(Task item) Please copy the material under this line exactly, keeping every line.

Extracted entries START

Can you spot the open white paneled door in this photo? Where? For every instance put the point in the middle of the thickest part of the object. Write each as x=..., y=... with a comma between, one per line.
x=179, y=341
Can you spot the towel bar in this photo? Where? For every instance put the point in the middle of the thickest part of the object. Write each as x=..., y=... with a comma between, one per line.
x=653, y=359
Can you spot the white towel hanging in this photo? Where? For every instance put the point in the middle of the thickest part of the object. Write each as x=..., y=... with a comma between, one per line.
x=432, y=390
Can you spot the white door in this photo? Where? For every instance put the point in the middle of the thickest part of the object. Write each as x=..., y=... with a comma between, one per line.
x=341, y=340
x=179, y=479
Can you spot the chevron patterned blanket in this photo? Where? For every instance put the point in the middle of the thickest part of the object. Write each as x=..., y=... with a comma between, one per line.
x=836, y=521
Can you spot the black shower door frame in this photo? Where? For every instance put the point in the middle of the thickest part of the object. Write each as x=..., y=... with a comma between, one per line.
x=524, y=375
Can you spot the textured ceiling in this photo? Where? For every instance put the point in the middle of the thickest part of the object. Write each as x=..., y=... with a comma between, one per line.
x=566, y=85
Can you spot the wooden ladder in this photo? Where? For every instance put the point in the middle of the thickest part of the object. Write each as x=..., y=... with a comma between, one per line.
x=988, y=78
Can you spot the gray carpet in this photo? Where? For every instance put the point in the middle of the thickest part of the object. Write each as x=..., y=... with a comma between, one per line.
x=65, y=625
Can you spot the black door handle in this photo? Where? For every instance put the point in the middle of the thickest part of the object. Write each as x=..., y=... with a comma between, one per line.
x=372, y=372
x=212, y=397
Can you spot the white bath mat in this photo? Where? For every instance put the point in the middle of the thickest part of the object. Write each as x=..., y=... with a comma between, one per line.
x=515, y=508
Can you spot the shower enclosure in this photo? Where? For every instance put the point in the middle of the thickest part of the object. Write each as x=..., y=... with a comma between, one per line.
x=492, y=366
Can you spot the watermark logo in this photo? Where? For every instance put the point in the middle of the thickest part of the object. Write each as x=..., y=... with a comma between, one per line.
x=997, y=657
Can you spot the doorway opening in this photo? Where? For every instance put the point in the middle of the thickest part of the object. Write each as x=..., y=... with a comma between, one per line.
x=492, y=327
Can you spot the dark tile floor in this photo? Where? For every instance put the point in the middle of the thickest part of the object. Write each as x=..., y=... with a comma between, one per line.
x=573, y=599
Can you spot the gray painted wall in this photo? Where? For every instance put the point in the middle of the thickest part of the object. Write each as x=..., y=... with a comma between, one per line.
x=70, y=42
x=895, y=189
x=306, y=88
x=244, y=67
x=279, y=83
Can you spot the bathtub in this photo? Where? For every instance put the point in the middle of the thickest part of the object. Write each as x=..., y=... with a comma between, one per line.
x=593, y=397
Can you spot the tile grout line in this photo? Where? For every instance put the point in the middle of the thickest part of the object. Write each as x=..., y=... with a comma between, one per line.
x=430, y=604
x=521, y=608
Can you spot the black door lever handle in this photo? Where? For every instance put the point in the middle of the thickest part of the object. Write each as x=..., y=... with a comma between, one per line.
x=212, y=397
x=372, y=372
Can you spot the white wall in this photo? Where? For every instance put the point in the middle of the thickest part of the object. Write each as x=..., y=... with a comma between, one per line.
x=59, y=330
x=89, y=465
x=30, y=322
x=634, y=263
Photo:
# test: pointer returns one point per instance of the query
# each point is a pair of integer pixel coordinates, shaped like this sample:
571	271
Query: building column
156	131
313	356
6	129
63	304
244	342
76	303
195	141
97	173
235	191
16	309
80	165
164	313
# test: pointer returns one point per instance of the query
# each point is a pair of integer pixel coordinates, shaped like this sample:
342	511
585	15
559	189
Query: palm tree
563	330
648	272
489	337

Extracted entries END

(Task response)
Can you spot the open white paneled door in this photo? Where? For every instance put the point in the middle of the thickest part of the object. Write each as x=..., y=... with a comma between, one per line.
x=179, y=341
Can you spot the towel bar in this photo? Where? For every instance put the point in the middle of the thickest part of the object. Write each as x=..., y=... with a comma between, one per line.
x=653, y=359
Can you spot the white towel hanging in this photo? Where? For every instance put the point in the middle of the thickest part of the object. Write each as x=..., y=... with a comma between, one per line.
x=432, y=390
Can you spot the white door in this photo? Where? For every instance put the point in the middle of the thickest part of the object. Write each as x=..., y=... with a comma between, one per line.
x=341, y=340
x=179, y=479
Can you spot the chevron patterned blanket in this photo? Where? For every instance put the point in the middle of the thickest part of the object. Write each as x=..., y=... with a comma between, one per line.
x=836, y=521
Can you spot the black shower door frame in this photo? Where? For every instance put the point in the middle of the thickest part of the object. Write each as x=..., y=... with a comma between, one per line.
x=524, y=375
Can you spot the textured ceiling in this photo? Where? For every instance put the point in the middle of the thickest part of the object. Write each as x=..., y=... with a comma between, one per line.
x=566, y=85
Can you spot the wooden ladder in this photo? Where? For every instance put the point in the middle of the thickest part of the object. Write each as x=..., y=... with a comma between, one per line.
x=988, y=78
Can you spot the gray carpet in this photo? Where? For every instance put the point in the middle of the thickest part of the object. Write each as x=..., y=... with a comma between, one per line.
x=65, y=625
Can you spot the black door handle in this photo? Where? For every instance put the point in the middle of the thickest part of the object. Write each as x=..., y=... with a comma between, one per line.
x=372, y=372
x=212, y=397
Can you spot the white bath mat in this photo? Where? For every instance put the point in the middle of the thickest part of the object. Write each as x=..., y=... with a comma between, one per line.
x=515, y=508
Can you spot the shower enclosure in this photo? Where? For every instance put the point in the middle of the thickest part of the object. Write each as x=..., y=... with a comma between, one per line.
x=492, y=366
Can you spot the watermark logo in this photo? Where? For every instance put the point in the middle of the thickest part of the object. Write each as x=..., y=... with a comma between, one per line.
x=997, y=657
Can you spot the doorway opening in this photo? Where? For every instance put the point in the middle of the thickest part of the object. Write each as x=..., y=... with a comma between, one per line.
x=492, y=327
Can you spot the dark tile floor in this photo? Where? For every instance put the point in the middle of the thickest part of the object. Write each as x=..., y=... with a comma between, one per line.
x=573, y=599
Can you spot the gray painted wall in this photo? Where? For every instance put the point in the middle of the thickest part of the object. Write each as x=..., y=... with a comma between, one per line.
x=70, y=42
x=895, y=189
x=306, y=88
x=244, y=67
x=279, y=83
Can you spot the bathtub in this photo? Where? For every instance put the point in the middle of the thickest part of the object. Write each as x=..., y=... with a comma between, one per line.
x=593, y=397
Can you spot the tile grout line in this photo? Where? For every instance put the point in the middle of the thickest part of the object. Write each as x=..., y=... with a comma between, one per line.
x=430, y=604
x=521, y=608
Can you spot the black door lever handle in this photo? Where? For every instance put the point in the middle of the thickest part of the object. Write each as x=..., y=... with a comma between, one per line.
x=212, y=397
x=372, y=372
Can you spot the white wall in this photo? Where? For every instance put the point in the middle of the thickest part of the object. Write each as x=..., y=... with a comma between, one per line.
x=59, y=330
x=89, y=465
x=30, y=322
x=634, y=263
Photo:
# test: pointer returns one point per instance of the query
# each point is a pair of integer pixel coordinates, shaped like this sample:
571	271
Query: building column
156	131
313	356
6	129
63	304
244	342
76	303
195	141
97	173
235	191
16	309
80	165
164	313
# test: pointer returns one point per instance of the query
# each point is a pair of integer pixel coordinates, shaped like this sample:
342	511
585	15
559	189
Query: palm tree
563	330
648	272
489	337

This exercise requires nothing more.